Итак, если сегодня задаться вопросом: есть ли решение наших кадровых проблем без завоза мигрантов, короткий ответ: «Есть!» Но это потребует крупных вложений и большого социального напряжения — людей надо переучивать, вынуждать менять места жительства, встраиваться в новые сферы. Поэтому наша управленческая система тяготеет к более легкому пути — закрывать дефицит «заезжантами» гораздо проще, чем перестраивать экономический уклад.

Теперь рассмотрим социологию и антропологию. Что такое трудовой мигрант? Это человек, который во многих отношениях выгоден работодателю, так как он обходится дешевле, хотя и стоимость его труда может быть такая же, как у нас. Зато у мигранта куда меньше прав, он не может их «качать», даже если трудится легально, а если нелегально — и речи нет. Мигрант более управляем — он завозится и контролируется старшими, с которыми все можно порешать, с местными же начальству приходится выстраивать личные отношения... Бытовой пример: мой знакомый держит автомойку в сибирском городе, сотрудничает только с местными, и это требует особого навыка. По ряду косвенных признаков он вынужден отслеживать, когда мужики уйдут в запой, — в эти дни они вдруг становятся поумневшими, строгими и сосредоточенными. Тут приходится что-то срочно предпринимать, иначе предприятие встанет.

С мигрантами таких проблем не возникает, но чем мы за это расплачиваемся? Издержки, которые принимает на себя общество, оказываются гигантскими.

------------------------

Назовите все причины, по которым в тексте о трудовых мигрантах мигрант выгоден работодателю.

ИСХОДНЫЕ ДАННЫЕ –
------------------------

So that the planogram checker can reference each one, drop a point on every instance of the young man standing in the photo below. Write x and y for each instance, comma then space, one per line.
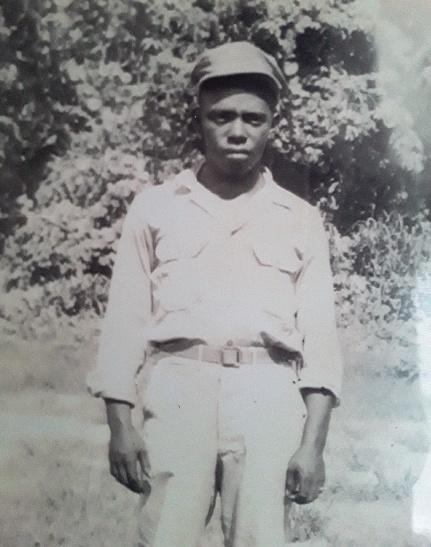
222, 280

------------------------

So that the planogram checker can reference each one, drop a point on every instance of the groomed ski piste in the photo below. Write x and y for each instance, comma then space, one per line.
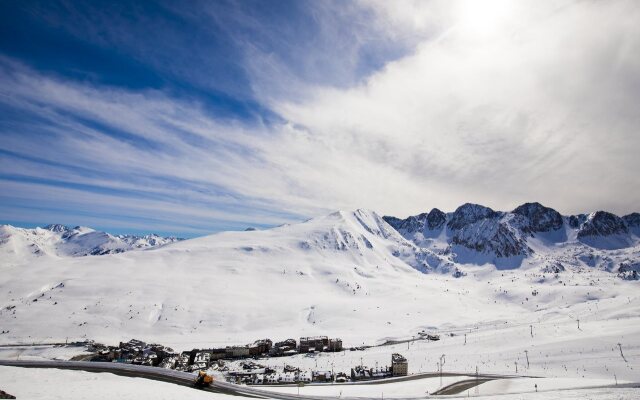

------------------------

ОТВЕТ –
- Мигрант обходится дешевле.
- У мигранта куда меньше прав, и он не может их «качать».
- Мигрант более управляем: его завозят и контролируют старшие, с которыми все можно порешать.